Advertise:   ads@blueearthmarketing.com   712.224.5420

Trust
Trust principles presented by united tribal workgroup


Indian Country is united on efforts to settle the Cobell v. Norton lawsuit and reform the broken trust, the major stakeholders in the long-running debacle said on Monday.

The Cobell plaintiffs, tribal governments, Indian allottees and inter-tribal organizations joined together in announcing 50 principles aimed at resolving a problem that dates back more than 100 years. The goal is to restore justice to Indian people for the mismanagement of their trust funds and to prevent it from happening again in the future, participants said.

"We're asking the government to be accountable to individual Indians," said Elouise Cobell, the lead plaintiff in the lawsuit, filed nine years ago this month.

Tex Hall, the president of the National Congress of American Indians, hailed the announcement as monumental. He said the principles represent a common sense approach that will bring standards and accountability to the handling of billions of dollars in Indian funds.

"This is truly a historic time," Hall said at the National Press Club in Washington, D.C. "Indian Country has come united."

• WHAT THE EXERCISE ASKS:
Transcribe everything in the trust principles article from "The Cobell plaintiffs, tribal" down to "future, participants said.".

• DATA EXTRACT:
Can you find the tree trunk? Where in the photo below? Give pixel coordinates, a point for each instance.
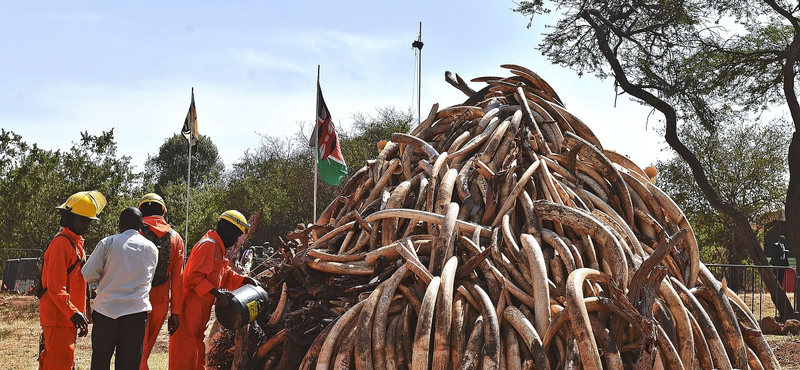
(736, 254)
(741, 223)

• RESULT:
The Cobell plaintiffs, tribal governments, Indian allottees and inter-tribal organizations joined together in announcing 50 principles aimed at resolving a problem that dates back more than 100 years. The goal is to restore justice to Indian people for the mismanagement of their trust funds and to prevent it from happening again in the future, participants said.